Requirement: Please count the lines in the rows below that contain the string "brown", treating uppercase and lowercase letters as different. Reply with the number alone.
Start
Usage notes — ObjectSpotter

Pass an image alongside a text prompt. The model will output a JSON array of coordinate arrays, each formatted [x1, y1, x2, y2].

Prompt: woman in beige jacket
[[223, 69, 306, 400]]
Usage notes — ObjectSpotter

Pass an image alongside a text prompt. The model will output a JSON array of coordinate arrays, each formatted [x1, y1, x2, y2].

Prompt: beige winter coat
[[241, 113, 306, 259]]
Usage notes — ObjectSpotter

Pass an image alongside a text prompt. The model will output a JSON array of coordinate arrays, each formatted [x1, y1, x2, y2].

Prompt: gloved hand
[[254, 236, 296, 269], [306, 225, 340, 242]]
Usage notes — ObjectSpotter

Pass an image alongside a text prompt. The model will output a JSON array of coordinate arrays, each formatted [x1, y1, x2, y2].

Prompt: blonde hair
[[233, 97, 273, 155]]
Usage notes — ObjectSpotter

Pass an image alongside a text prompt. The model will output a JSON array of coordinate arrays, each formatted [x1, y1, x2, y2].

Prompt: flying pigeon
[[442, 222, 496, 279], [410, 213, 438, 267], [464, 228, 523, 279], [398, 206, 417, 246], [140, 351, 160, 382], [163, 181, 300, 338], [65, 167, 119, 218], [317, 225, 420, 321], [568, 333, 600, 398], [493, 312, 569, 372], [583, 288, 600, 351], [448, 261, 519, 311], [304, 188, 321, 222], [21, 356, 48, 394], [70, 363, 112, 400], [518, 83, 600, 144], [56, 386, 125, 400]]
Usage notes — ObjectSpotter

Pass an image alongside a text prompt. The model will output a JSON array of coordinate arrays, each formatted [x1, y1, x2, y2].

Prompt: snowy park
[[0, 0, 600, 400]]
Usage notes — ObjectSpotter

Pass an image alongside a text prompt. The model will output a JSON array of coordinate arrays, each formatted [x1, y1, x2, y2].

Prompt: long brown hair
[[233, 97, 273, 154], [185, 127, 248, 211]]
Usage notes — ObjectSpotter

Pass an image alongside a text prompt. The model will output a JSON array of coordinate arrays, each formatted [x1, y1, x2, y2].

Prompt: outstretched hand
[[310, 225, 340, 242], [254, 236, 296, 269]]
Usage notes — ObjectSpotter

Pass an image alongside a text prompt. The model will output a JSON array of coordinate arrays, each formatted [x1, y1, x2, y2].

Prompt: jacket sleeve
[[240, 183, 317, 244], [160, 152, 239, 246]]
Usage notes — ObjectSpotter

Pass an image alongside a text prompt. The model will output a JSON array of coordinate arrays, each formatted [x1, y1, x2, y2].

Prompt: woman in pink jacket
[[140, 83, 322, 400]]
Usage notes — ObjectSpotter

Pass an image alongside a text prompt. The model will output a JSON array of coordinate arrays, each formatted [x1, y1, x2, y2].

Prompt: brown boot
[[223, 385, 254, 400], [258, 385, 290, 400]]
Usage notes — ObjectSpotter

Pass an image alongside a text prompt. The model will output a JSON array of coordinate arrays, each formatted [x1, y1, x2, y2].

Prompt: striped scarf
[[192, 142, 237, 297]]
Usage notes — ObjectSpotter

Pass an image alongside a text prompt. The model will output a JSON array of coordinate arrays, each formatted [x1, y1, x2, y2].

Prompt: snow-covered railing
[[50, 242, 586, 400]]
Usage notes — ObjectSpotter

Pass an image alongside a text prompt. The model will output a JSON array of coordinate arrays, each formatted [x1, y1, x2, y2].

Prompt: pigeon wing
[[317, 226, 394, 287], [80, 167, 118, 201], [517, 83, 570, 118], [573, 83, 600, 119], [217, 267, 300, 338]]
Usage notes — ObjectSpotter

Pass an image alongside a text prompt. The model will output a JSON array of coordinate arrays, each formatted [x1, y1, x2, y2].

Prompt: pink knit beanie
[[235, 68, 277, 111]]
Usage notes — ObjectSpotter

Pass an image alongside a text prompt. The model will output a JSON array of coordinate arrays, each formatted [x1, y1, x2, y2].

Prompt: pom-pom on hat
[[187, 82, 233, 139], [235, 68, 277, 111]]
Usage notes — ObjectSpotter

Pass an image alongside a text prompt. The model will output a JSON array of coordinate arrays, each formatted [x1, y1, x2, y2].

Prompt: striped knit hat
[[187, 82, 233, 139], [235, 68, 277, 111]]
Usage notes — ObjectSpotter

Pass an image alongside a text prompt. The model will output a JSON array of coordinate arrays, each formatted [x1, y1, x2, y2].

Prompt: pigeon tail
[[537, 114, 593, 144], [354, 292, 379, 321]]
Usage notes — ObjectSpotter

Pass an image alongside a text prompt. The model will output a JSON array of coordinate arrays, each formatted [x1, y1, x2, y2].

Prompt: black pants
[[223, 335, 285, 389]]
End
Solution to this task: 2